**MATERIAL FOR THE TASK:**
********
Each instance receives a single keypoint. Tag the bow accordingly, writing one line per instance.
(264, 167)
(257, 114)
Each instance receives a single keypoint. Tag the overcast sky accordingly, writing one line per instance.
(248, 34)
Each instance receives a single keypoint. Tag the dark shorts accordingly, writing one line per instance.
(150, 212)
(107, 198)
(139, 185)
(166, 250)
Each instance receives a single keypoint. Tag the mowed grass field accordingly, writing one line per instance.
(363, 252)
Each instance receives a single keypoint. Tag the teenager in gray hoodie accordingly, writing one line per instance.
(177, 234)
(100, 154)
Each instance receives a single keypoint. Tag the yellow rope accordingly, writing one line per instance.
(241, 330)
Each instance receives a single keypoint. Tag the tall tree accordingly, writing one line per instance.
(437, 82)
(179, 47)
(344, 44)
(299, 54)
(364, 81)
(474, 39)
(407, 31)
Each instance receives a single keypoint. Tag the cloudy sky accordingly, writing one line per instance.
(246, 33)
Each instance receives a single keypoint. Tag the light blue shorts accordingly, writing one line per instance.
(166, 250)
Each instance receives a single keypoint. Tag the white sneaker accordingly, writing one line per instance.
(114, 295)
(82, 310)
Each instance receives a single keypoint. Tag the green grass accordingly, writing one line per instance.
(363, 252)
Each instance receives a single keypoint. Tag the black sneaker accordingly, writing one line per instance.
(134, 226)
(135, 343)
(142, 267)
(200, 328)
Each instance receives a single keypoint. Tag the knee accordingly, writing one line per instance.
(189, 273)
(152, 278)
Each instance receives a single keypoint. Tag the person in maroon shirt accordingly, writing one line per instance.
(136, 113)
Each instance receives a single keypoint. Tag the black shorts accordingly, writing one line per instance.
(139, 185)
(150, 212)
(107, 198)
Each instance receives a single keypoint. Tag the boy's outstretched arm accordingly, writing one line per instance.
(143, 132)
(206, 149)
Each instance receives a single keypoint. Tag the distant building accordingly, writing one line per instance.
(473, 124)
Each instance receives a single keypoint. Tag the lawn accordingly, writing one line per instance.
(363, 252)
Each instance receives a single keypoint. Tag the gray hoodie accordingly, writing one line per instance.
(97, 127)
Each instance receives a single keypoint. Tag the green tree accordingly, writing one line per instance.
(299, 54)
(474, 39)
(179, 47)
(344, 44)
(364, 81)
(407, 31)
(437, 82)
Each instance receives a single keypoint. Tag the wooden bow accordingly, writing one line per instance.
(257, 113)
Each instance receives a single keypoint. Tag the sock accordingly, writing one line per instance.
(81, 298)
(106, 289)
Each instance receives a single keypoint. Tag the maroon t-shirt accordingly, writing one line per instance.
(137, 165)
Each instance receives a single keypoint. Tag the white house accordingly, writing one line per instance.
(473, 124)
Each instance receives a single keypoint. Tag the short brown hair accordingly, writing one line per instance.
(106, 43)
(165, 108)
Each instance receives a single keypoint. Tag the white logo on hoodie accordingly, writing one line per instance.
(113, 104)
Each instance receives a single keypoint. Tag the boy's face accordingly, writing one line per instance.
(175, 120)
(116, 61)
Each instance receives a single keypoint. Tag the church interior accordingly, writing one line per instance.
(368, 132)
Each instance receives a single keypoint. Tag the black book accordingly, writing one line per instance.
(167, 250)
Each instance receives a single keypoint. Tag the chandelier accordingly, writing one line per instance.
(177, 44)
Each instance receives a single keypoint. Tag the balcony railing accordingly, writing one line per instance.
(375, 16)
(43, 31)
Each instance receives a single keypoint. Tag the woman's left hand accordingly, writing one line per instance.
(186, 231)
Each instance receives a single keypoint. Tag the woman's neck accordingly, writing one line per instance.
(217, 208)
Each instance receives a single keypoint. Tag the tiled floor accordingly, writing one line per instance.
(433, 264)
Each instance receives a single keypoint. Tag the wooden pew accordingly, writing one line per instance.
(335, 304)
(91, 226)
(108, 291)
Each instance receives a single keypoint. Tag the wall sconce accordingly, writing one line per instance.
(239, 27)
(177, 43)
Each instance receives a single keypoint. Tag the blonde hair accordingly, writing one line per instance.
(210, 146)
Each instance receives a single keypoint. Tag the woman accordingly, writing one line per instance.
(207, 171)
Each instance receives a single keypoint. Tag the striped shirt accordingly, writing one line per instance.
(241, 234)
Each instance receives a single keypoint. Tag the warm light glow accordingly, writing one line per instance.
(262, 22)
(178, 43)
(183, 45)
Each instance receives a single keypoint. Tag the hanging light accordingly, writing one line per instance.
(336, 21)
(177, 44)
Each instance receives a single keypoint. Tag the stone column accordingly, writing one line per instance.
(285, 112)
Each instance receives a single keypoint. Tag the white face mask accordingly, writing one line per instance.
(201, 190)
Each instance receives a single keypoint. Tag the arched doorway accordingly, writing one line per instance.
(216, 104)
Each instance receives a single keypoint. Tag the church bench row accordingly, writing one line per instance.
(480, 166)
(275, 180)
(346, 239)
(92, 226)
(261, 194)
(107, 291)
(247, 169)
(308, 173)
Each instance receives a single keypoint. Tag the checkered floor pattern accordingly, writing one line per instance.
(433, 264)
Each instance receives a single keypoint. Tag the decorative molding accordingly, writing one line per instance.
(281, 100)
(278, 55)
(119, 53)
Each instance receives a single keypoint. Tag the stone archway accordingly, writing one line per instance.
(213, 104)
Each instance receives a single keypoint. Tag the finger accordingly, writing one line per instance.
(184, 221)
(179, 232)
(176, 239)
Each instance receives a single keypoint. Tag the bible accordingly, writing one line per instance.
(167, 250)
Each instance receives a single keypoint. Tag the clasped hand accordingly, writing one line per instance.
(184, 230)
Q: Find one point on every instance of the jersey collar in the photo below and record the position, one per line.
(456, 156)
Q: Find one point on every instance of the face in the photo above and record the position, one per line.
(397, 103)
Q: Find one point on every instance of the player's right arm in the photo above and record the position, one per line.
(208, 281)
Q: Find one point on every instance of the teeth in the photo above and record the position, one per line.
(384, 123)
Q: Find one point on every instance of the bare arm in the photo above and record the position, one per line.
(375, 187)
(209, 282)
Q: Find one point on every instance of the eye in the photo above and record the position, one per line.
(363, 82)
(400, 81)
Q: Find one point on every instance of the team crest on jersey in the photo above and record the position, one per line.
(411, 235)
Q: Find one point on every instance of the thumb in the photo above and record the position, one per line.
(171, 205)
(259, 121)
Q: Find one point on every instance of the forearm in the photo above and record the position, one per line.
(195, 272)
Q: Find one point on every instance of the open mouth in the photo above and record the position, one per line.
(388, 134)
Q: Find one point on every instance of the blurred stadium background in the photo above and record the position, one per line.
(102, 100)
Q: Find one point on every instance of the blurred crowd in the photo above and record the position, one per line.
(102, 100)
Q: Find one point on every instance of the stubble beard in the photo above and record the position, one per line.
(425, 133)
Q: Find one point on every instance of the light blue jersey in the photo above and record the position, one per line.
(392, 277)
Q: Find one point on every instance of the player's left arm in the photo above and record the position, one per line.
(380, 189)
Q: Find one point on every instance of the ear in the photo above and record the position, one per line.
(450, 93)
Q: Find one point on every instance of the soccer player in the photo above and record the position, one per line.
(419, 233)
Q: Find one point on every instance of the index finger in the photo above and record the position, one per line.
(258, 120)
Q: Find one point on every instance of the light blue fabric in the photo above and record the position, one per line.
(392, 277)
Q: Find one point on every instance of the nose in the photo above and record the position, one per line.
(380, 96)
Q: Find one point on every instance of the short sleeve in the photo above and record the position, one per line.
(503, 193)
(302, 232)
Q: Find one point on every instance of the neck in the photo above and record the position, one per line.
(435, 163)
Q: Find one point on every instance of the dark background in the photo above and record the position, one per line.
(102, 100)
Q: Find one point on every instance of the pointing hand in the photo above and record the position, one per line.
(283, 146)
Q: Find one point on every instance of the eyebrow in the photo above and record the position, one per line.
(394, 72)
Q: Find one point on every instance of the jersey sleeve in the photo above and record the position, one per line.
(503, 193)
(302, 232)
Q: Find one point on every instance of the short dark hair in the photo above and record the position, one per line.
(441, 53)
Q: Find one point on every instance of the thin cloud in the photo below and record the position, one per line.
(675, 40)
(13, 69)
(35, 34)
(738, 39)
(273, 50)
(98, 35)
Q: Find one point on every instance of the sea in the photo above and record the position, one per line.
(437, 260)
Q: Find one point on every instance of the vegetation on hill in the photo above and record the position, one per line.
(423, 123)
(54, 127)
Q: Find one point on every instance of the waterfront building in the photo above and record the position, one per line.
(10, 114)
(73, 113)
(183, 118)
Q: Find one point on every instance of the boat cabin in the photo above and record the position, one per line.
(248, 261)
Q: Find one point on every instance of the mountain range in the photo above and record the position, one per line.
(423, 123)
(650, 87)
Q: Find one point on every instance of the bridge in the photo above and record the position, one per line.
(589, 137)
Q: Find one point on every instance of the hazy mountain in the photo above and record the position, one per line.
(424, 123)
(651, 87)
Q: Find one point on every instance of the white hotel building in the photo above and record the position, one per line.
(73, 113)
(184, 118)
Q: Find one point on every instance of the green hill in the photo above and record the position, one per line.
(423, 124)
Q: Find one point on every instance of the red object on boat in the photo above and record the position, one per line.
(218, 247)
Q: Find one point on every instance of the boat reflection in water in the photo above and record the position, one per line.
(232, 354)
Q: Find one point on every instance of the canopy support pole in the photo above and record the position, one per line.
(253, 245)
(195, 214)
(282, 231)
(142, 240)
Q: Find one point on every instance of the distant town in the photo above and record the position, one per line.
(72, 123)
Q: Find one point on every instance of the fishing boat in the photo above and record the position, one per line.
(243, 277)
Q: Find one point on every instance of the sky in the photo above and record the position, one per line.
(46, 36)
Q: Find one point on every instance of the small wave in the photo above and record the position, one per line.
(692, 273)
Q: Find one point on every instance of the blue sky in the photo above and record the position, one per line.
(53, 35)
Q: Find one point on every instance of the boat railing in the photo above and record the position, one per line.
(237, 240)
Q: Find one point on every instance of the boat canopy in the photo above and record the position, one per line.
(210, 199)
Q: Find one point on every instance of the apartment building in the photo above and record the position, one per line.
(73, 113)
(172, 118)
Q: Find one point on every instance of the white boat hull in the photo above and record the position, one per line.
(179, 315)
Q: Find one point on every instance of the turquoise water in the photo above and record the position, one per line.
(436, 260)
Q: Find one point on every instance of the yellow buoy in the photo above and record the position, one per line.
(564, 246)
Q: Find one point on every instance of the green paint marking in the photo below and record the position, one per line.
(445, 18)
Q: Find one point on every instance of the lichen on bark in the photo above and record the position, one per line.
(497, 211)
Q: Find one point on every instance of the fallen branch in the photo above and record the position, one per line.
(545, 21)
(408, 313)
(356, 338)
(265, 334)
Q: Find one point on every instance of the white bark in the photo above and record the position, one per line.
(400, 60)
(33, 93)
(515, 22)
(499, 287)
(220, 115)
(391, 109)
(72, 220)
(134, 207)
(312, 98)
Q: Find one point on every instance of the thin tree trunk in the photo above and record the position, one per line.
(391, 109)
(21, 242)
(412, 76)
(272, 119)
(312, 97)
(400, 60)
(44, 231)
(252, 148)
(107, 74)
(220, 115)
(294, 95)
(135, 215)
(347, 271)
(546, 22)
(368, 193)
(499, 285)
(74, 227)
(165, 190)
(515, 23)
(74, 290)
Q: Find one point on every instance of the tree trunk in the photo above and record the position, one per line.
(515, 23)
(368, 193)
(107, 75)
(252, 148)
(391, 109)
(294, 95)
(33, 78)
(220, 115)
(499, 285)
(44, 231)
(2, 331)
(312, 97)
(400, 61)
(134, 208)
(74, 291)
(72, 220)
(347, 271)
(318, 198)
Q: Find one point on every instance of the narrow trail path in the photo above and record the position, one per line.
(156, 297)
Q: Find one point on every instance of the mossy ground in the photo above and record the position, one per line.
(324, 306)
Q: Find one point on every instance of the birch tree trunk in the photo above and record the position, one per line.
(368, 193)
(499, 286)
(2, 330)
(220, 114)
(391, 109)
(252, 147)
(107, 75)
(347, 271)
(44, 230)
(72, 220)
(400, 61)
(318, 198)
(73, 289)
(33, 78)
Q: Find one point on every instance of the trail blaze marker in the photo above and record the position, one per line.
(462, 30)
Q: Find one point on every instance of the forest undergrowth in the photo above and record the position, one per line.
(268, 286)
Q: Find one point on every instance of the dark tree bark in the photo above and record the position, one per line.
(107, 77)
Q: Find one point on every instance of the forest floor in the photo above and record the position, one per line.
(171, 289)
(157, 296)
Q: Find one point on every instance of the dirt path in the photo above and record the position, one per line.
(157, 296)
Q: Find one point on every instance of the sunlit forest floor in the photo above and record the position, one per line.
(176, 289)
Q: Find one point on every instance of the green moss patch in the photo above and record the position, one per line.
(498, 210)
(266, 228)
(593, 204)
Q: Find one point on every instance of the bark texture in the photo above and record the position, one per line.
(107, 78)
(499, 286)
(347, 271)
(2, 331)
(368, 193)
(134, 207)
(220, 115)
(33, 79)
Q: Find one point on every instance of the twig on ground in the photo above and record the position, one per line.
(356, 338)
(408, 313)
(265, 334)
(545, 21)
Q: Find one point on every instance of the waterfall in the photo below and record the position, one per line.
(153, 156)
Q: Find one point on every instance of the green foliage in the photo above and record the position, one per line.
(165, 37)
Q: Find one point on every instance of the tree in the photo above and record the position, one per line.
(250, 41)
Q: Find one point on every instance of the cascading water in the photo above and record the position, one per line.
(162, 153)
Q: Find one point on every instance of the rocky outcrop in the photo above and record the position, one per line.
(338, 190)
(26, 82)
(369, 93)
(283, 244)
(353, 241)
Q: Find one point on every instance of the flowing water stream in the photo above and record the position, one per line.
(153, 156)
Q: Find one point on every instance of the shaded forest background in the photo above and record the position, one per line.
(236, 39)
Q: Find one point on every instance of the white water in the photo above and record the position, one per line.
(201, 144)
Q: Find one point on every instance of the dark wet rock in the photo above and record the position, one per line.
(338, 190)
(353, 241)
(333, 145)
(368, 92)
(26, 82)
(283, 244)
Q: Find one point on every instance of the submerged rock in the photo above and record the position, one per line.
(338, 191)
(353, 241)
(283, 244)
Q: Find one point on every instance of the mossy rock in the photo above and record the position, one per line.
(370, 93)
********
**TO DO:**
Quote only the lines from the line containing "Q: Find one point on every instance of the twig" through the end of the listing, please, keeping both the first and the last line.

**EXERCISE ANSWER:**
Q: Find one point on every instance of the twig on ground in the photo above and record the position, one per line.
(356, 338)
(408, 313)
(265, 334)
(545, 21)
Q: Find one point on every instance of the waterfall in the photo below and record the position, one per line.
(153, 156)
Q: Find one point on every instance of the green foliage in the photo above and record the position, one per line.
(165, 37)
Q: Find one point on every instance of the tree in the photo above and record the position, one per line.
(250, 41)
Q: Find one point on every instance of the cascading water in the photo above and record the position, one per line.
(162, 153)
Q: Find one point on every instance of the rocky outcrop in the photo above and record the position, one per line.
(338, 190)
(26, 82)
(369, 93)
(283, 244)
(353, 241)
Q: Find one point on every instance of the flowing water stream in the photo above and record the position, one per line.
(153, 156)
Q: Find one point on every instance of the shaded forest background in the photo above and record the position, one per line.
(236, 39)
Q: Find one point on every instance of the white water in the photo above and record the position, one per line.
(201, 144)
Q: Find one point on every instance of the dark wet rock in the photo above and record the position, one per line.
(338, 190)
(353, 241)
(333, 145)
(368, 92)
(26, 82)
(283, 244)
Q: Find one point on every instance of the submerged rock in the photo above and record the position, one per line.
(338, 191)
(353, 241)
(283, 244)
Q: Find one point on every instance of the mossy rock in the photo above and record the position, one per line.
(370, 93)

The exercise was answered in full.